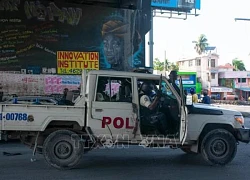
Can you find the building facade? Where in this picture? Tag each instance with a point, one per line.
(206, 68)
(239, 81)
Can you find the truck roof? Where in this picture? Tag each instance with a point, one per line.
(122, 73)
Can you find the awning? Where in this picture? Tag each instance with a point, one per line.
(244, 89)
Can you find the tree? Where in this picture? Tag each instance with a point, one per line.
(238, 65)
(158, 65)
(201, 44)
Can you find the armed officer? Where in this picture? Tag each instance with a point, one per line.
(149, 108)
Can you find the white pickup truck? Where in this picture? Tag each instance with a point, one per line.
(108, 113)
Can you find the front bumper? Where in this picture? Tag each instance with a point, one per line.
(243, 135)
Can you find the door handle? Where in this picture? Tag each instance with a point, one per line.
(99, 110)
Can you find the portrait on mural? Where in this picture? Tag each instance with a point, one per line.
(33, 32)
(119, 44)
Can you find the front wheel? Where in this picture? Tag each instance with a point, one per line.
(63, 149)
(219, 147)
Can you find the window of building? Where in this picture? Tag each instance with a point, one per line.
(212, 75)
(190, 63)
(197, 62)
(242, 80)
(114, 89)
(212, 62)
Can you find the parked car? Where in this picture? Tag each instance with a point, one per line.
(31, 100)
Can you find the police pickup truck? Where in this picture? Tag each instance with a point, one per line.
(108, 113)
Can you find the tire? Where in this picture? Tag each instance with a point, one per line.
(188, 151)
(222, 139)
(52, 149)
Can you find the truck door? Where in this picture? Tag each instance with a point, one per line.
(112, 110)
(183, 111)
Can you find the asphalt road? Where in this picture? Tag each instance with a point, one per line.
(134, 163)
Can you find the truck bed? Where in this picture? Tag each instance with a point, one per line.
(20, 117)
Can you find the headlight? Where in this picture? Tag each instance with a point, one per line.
(239, 119)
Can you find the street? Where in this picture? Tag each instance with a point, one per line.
(133, 163)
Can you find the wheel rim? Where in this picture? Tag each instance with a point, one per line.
(219, 148)
(63, 149)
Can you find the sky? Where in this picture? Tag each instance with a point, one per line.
(217, 21)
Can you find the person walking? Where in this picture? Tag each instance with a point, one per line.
(194, 95)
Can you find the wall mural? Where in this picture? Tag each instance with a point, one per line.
(33, 33)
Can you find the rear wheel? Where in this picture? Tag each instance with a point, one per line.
(188, 150)
(219, 147)
(63, 149)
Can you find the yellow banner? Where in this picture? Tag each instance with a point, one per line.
(69, 62)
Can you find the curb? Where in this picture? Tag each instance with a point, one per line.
(245, 114)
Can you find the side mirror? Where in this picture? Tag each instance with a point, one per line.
(189, 100)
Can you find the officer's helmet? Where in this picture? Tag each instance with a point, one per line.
(147, 87)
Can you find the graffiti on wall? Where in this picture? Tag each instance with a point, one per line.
(32, 32)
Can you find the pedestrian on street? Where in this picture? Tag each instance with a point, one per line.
(194, 95)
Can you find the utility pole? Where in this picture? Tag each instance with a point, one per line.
(165, 63)
(151, 41)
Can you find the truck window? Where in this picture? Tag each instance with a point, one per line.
(114, 89)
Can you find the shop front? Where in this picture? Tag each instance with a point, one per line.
(219, 93)
(189, 80)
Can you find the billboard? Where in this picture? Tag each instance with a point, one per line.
(69, 62)
(32, 32)
(179, 4)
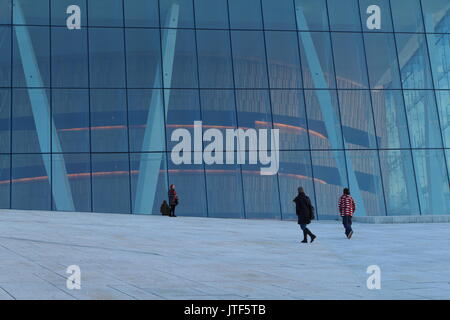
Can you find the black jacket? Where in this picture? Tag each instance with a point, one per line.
(303, 208)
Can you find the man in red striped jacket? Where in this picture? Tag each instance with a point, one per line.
(347, 208)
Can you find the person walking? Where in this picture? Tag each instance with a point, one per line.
(347, 208)
(173, 200)
(305, 213)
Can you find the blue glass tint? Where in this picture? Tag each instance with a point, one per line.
(289, 117)
(143, 53)
(212, 14)
(31, 121)
(179, 58)
(317, 60)
(283, 60)
(176, 13)
(422, 119)
(390, 119)
(59, 13)
(146, 120)
(439, 48)
(5, 120)
(357, 119)
(407, 15)
(432, 181)
(69, 58)
(141, 13)
(148, 182)
(70, 114)
(250, 69)
(105, 13)
(31, 12)
(189, 181)
(245, 14)
(107, 58)
(78, 173)
(111, 183)
(436, 14)
(368, 15)
(31, 44)
(399, 184)
(350, 61)
(443, 101)
(330, 178)
(382, 61)
(414, 62)
(323, 119)
(295, 171)
(366, 169)
(109, 121)
(278, 15)
(31, 180)
(311, 15)
(214, 59)
(344, 15)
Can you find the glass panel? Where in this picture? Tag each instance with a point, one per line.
(436, 14)
(212, 14)
(443, 101)
(79, 176)
(382, 61)
(214, 59)
(311, 15)
(110, 183)
(69, 58)
(317, 60)
(409, 20)
(432, 181)
(295, 171)
(367, 171)
(181, 10)
(107, 58)
(180, 62)
(155, 182)
(289, 117)
(143, 53)
(35, 12)
(245, 14)
(141, 13)
(414, 62)
(5, 121)
(357, 119)
(30, 181)
(390, 119)
(330, 178)
(283, 59)
(30, 128)
(422, 119)
(439, 46)
(323, 119)
(398, 182)
(250, 69)
(40, 43)
(344, 15)
(109, 121)
(278, 15)
(146, 120)
(105, 13)
(70, 112)
(350, 61)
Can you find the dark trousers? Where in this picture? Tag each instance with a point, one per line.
(347, 222)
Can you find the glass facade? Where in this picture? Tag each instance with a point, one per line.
(93, 92)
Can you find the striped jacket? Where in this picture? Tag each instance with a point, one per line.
(346, 205)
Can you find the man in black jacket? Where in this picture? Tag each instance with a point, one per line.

********************

> TASK INSTRUCTIONS
Copy every line above word for word, leaving out the pictures.

> EXERCISE RESPONSE
Can you find the building facade? Where in this picture? Tag each instance with a point, one per line.
(206, 68)
(239, 81)
Can you find the truck roof? Where in this picture? Tag each instance with a point, one per line.
(122, 73)
Can you find the awning? Where in this picture? Tag each instance with a point, one per line.
(244, 89)
Can you find the tree? Where in this picture? Tag each instance with a point, one per line.
(238, 65)
(158, 65)
(201, 44)
Can you find the armed officer? Where in this picture? Tag each instance with a point, one per line.
(149, 108)
Can you find the white pickup truck? Where in this picture? Tag each instance with a point, one per line.
(108, 113)
Can you find the front bumper? Where in this picture? Tag each instance with a point, one per line.
(243, 135)
Can you find the door handle? Where in this picture? Tag each instance with a point, one per line.
(99, 110)
Can you find the portrait on mural? Where in this picture? Tag each instance with a point, one per line.
(33, 32)
(119, 44)
Can you find the front wheel? Where in this picture? Tag each instance with a point, one per line.
(63, 149)
(219, 147)
Can you find the window of building? Where in this picture? Tag each instance with a point, one per line.
(212, 75)
(190, 63)
(197, 62)
(242, 80)
(114, 89)
(212, 62)
Can you find the parked car? Where in this picture? Tag each instance with a point, one per line.
(31, 100)
Can you find the police pickup truck? Where in this picture? Tag each instance with a point, one per line.
(108, 113)
Can you find the tire? Where in this picture? Tag each instance with a point, one per line.
(188, 151)
(222, 139)
(52, 149)
Can you find the truck door? Where in this picture? Tag each instance with a point, one per line.
(112, 110)
(183, 111)
Can you find the asphalt road? Where in this picture? Tag each instance with a point, one per line.
(134, 163)
Can you find the truck bed? Where in this picture? Tag each instance with a point, one per line.
(20, 117)
Can you find the headlight? Where in this picture? Tag each instance with a point, one per line.
(239, 119)
Can you find the street? Where in this picture? Tag each instance with a point, one per line.
(133, 163)
Can you find the wheel rim? Where in this picture? Tag each instance with a point, one per line.
(219, 148)
(63, 149)
Can you find the sky? Where in this picture? Tag each instance with a point, one per line.
(217, 21)
Can you find the person walking? Where in this picture? Tag each instance with a point, one per line.
(194, 95)
Can you find the wall mural? Where in this picture? Tag each instance with a point, one per line.
(33, 33)
Can you find the rear wheel? Where in this picture? Tag each instance with a point, one per line.
(188, 150)
(219, 147)
(63, 149)
Can you find the yellow banner? Where in this picture? Tag each instance with a point, one per line.
(69, 62)
Can you find the curb? Where in this picture? Tag each instance with a point, one per line.
(245, 114)
Can you find the side mirror? Where in this picture? Tag each instance with a point, one per line.
(189, 100)
Can you find the officer's helmet? Where in this picture? Tag each instance with a point, one per line.
(147, 87)
Can you find the graffiti on wall? Where in this picture? Tag each instance with a point, one per line.
(32, 32)
Can you find the pedestrian on street? Where in this picture? Tag each instance with a point, one per line.
(194, 95)
Can you find the utility pole? Where in this picture? Tag each instance with a point, one per line.
(165, 63)
(151, 41)
Can you find the truck window? Where in this picture? Tag each instance with a point, one per line.
(114, 89)
Can you find the shop front? Where in this picture? Tag each instance with a point, one per line.
(219, 93)
(189, 80)
Can you find the billboard? Where in this picture? Tag each instance with a point, one per line.
(69, 62)
(32, 32)
(179, 4)
Can you find the black jacket? Where in this picture? Tag each instance with a point, one per line.
(303, 208)
Can you find the man in red striped jacket? Where in this picture? Tag each instance with a point, one per line.
(347, 208)
Can you find the person walking? Where in this picture? Tag each instance with a point, one per line.
(347, 208)
(173, 200)
(305, 213)
Can you find the blue glass tint? Where in this picture? Tag each instance with a point, one per line.
(289, 117)
(143, 53)
(212, 14)
(31, 121)
(179, 58)
(317, 60)
(283, 60)
(176, 13)
(422, 119)
(390, 119)
(59, 13)
(146, 120)
(439, 48)
(5, 120)
(357, 119)
(407, 15)
(432, 181)
(69, 58)
(141, 13)
(148, 182)
(70, 114)
(250, 69)
(105, 13)
(31, 12)
(189, 181)
(245, 14)
(107, 58)
(78, 173)
(111, 183)
(436, 14)
(368, 15)
(31, 44)
(399, 184)
(350, 61)
(443, 101)
(330, 178)
(382, 61)
(414, 62)
(323, 119)
(295, 171)
(366, 169)
(109, 121)
(278, 15)
(31, 180)
(311, 15)
(214, 59)
(344, 15)
Can you find the glass panel? Where in this picture? Tag each instance with a point, one per line.
(436, 14)
(212, 14)
(443, 101)
(79, 176)
(382, 61)
(214, 59)
(311, 15)
(110, 183)
(69, 58)
(317, 60)
(409, 20)
(432, 181)
(295, 171)
(367, 171)
(181, 10)
(107, 58)
(180, 62)
(155, 182)
(289, 117)
(143, 53)
(35, 12)
(245, 14)
(141, 13)
(414, 62)
(5, 121)
(357, 119)
(30, 181)
(390, 119)
(330, 178)
(283, 59)
(30, 128)
(422, 119)
(439, 46)
(323, 119)
(398, 182)
(250, 69)
(40, 43)
(344, 15)
(109, 121)
(278, 15)
(146, 120)
(105, 13)
(70, 112)
(350, 61)
Can you find the dark trousers? Where in this picture? Tag each instance with a point, one per line.
(347, 222)
Can you find the glass facade? Where in this picture? Tag each instance with a point, one per line.
(93, 92)
Can you find the striped jacket? Where in this picture? Tag each instance with a point, one per line.
(346, 205)
Can you find the man in black jacket? Where in this picture? Tag each instance with a point, one per line.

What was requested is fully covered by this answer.